**Task goal:** Continue the news article about the sale of the former Shopko building in Custer, picking up after its final paragraph.

#### Reading text ####

By: Charley Najacht
New owners of the former Shopko building in Custer plan to convert it into a climate-controlled self-storage and RV storage facility.
The real estate investment firm, Keating Resources, bought the 26,175-square-foot building on 3.3 acres last Thursday, Oct. 8.
“We would not be investing in the Black Hills but for the great people,” said Gerard Keating, 56, president and CEO of the company.
Also taken into consideration were “state tax policies, leadership of the governor and our success in repositioning South Dakota’s largest building which is located in North Sioux City,” he said. Tom Chvala, Partner with Keating Resources, said the facility will operate under the name “The Hills Self Storage,” according to a news release from the company last week.
Chvala also said that the Black Hills Federal Credit Union, which has occupied the building since was built in 2006, will remain.
“The facility will serve the booming population growth within 30 miles of Custer as the only climate-controlled self storage facility.” Chvala said.
The company expects 20-30 percent of space within the building to be occupied by e-commerce delivery companies and individuals storing products they are selling online, according to Chvala.
The same day the Custer sale took place, Keating Resources also purchased 1,325 mountaintop acres fronting I-90 in Spearfish. The land overlooks Spearfish and Centennial Valley.
Alec Keating, Partner with Keating Resources, said purchase of the land, which was owned by the same entity for nearly a half century, was a “rare opportunity to create another unique and special residential community within Spearfish.”
He said the firm is considering plans to divide the land into 40-acre parcels “for residential development, taking advantage of the spectacular views and privacy.”
Keating Resources is a family-owned company. It owns or operates agricultural, industrial, retail, office, mining and port terminal property in South Dakota, Nebraska, Florida, Texas, Arizona, Louisiana, Illinois and Colorado. It has offices in Dallas, Texas, and Naples, Fla.
Gerard Keating said, “The office is now wherever I am,” as he visited with us early Monday.
To date, the company has bought, leased, financed, repositioned, built and sold real estate assets valued in excess of $600 million.
Phil Lampert, with Custer-based Lampert Properties, represented Keating Resources and the seller of the Custer Shopko building.
“Phil is a real supporter of Custer and helped to make this happen,” Keating said.
“A lot of thought went into this. Custer is on the cusp of a greater future with its location, climate and people,” Keating said.
“I would like to invest more capital in Custer. I feel the town could be a four-season town and I have ideas I would like to share with people,” he said. “I think it is already leaning in that direction.” He said he was interested in possibly purchasing the property to the west of the former Shopko.

#### Data for analysis ####

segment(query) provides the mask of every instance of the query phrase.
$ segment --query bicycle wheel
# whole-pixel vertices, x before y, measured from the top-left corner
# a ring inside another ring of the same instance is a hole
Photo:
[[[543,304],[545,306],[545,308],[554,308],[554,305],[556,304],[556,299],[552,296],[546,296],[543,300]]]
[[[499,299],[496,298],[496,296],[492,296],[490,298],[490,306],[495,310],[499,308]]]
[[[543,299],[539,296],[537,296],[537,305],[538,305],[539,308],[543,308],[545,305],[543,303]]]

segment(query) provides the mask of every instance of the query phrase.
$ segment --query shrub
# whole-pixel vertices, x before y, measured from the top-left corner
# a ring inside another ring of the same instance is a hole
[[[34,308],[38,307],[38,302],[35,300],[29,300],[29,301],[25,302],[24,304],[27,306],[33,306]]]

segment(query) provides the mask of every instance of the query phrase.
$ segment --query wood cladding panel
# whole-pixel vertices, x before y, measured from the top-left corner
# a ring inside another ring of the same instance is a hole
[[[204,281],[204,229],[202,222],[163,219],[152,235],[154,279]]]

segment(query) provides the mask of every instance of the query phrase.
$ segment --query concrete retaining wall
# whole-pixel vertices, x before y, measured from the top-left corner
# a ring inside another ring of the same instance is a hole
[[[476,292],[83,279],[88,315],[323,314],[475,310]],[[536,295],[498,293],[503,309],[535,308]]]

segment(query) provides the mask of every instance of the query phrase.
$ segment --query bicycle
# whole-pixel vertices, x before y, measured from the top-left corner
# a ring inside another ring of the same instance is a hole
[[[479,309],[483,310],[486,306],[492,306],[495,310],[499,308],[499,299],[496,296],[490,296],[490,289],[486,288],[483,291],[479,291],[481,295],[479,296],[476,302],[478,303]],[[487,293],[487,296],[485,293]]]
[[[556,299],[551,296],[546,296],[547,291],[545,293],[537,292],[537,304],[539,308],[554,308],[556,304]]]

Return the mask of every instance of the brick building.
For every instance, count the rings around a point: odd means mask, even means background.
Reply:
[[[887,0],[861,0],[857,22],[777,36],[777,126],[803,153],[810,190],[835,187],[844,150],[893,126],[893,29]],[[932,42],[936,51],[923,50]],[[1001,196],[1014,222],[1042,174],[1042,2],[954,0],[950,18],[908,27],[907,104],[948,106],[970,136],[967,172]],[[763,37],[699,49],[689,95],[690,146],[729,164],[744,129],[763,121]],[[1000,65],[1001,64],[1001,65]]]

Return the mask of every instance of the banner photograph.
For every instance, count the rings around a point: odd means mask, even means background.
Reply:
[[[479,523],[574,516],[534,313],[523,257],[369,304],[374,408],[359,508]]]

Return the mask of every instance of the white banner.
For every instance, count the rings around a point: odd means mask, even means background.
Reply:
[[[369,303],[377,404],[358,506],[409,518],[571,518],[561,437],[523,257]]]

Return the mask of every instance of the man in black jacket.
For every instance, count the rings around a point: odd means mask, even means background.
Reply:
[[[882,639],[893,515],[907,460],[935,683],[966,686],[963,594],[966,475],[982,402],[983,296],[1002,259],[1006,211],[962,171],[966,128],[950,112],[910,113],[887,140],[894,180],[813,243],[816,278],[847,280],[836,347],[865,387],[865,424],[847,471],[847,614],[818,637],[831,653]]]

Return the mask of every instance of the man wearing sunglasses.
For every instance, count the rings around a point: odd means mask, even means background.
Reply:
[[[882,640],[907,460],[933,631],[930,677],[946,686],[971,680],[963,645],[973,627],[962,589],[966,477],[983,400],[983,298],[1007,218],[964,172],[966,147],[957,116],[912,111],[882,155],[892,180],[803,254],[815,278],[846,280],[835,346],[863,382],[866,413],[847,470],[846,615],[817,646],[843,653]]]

####

**Exercise response:**
“The heart and soul of every city is its downtown. Right now I see new businesses downtown run by younger people,” he said. “The downtown should be friendlier and it takes leadership and a vision. There should be a safer and more positive venue for downtown. How do we get people to stop?
“People say, ‘I stopped in Hill City, but went through Custer,’ because Hill City has a more inviting, pedestrian-friendly downtown,” Keating observed.
He suggested a way to get this done is to find a way to build boulevards on Highway 16A through downtown with the cooperation of the city and state Department of Transportation (DOT).
He also suggested marketing the town as historic because it was built in the Western and Victorian eras and is the “mother city” of the Black Hills.
“You need a plan. Hire a consultant,” he suggested, and offered to pay half the cost of such a consultant.
“Show the DOT and governor a plan and they would not argue,” he said.
Keating noted all the media attention South Dakota has received lately due to Gov. Kristi Noem’s stance on the virus, which is resulting in great interest of people wanting to move here.
“I would warn Custer people, don’t let other people change your values. Don’t let socialists change your culture,” he said.
His entire family was recently in Custer to attend the annual buffalo roundup in Custer State Park.
The Atkinson, Neb., native is a 1987 University of Nebraska-Lincoln agribusiness graduate. He served six years in the U.S. Army and was discharged as a first lieutenant in 1998.
Keating Resources’ first venture in South Dakota was the purchase of the former Gateway Computer 750,000-sq.-ft. complex on 77 acres for $5,750,000. Seven hundred people are employed there now in North Sioux City.
Keating said his company will soon close on three other properties in the Northern Hills.